TEXT SHOWN:
<<<<

- Full name: William Harmon Kuhlemeier
- Born: January 14, 1908 Seattle, Washington, U.S.
- Died: July 8, 2001 (aged 93) Carlsbad, California, U.S.

Gymnastics career
- Discipline: Men's artistic gymnastics
- Country represented: United States;
- Gym: Los Angeles Turnverein Germania, Los Angeles Athletic Club
- Medal record
Men's artistic gymnastics
Representing United States
| Event | 1st | 2nd | 3rd |
| Olympic Games | 0 | 0 | 1 |
| Total | 0 | 0 | 1 |
Olympic Games
| Bronze medal – third place | 1932 Los Angeles | Indian clubs |

= William Kuhlemeier =

American gymnast

William Harmon Kuhlemeier (August 14, 1908 – July 8, 2001) was an American gymnast. He was a member of the United States men's national artistic gymnastics team and was the 1932 Olympic bronze medalist in Los Angeles.

>>>>

EXERCISE GOAL:
Reproduce the part of the William Kuhlemeier profile that begins at the words "William Harmon Kuhlemeier (August" and stops after the words "in Los Angeles.".

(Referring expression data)

<<<<

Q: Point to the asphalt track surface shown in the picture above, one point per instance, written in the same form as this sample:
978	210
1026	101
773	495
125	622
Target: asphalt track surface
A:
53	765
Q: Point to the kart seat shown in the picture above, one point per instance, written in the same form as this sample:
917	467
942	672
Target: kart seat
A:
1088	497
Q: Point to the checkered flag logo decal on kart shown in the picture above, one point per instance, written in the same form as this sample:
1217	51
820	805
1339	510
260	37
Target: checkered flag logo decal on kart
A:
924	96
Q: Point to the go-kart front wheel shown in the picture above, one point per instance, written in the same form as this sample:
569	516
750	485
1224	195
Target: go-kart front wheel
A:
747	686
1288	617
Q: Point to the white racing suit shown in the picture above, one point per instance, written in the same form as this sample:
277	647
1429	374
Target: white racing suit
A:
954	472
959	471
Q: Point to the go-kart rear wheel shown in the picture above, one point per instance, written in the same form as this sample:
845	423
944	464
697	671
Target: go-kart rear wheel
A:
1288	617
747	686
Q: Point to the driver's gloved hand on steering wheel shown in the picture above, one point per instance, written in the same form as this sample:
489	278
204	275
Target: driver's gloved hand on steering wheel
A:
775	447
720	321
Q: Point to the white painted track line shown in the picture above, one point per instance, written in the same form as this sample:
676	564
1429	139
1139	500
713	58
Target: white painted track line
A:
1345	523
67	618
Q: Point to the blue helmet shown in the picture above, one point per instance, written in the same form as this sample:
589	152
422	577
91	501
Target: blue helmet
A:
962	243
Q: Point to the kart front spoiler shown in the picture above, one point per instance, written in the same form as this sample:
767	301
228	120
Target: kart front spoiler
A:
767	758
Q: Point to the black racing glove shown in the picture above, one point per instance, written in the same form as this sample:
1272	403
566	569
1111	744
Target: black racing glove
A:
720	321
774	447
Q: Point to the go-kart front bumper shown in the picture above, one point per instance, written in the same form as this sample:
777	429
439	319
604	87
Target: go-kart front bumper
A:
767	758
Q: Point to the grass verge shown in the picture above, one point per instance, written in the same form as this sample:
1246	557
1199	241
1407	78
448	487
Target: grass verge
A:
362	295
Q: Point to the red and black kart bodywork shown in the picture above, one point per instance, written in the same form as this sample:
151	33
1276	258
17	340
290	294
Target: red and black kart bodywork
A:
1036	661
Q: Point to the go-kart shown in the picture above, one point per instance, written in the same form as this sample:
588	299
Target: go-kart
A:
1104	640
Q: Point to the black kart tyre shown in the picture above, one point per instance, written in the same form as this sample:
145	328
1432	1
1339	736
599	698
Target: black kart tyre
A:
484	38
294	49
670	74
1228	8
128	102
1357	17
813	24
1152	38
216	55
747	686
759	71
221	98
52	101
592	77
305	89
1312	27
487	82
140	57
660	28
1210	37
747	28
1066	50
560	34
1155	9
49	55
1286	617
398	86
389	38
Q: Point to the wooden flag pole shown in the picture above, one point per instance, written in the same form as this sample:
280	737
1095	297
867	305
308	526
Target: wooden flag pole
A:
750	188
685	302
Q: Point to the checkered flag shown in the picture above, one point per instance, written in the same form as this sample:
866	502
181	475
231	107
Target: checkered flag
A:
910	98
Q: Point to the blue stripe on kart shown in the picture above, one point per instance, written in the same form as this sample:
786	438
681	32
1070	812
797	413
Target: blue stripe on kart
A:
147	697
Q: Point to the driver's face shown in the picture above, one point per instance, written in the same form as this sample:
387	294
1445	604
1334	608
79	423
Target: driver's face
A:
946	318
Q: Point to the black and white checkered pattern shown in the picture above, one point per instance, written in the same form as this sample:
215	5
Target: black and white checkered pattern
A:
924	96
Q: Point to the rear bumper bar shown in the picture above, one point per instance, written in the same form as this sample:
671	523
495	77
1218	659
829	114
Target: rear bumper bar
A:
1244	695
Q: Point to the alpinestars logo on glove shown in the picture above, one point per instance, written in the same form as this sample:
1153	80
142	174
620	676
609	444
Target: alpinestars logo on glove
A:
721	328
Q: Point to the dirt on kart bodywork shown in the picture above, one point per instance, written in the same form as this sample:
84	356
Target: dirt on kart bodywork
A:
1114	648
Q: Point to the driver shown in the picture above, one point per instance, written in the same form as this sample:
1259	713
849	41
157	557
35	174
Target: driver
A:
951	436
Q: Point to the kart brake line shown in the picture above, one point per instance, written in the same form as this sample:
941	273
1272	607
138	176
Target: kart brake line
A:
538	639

>>>>

SOLUTION FOR THIS TASK:
William Harmon Kuhlemeier (August 14, 1908 – July 8, 2001) was an American gymnast. He was a member of the United States men's national artistic gymnastics team and was the 1932 Olympic bronze medalist in Los Angeles.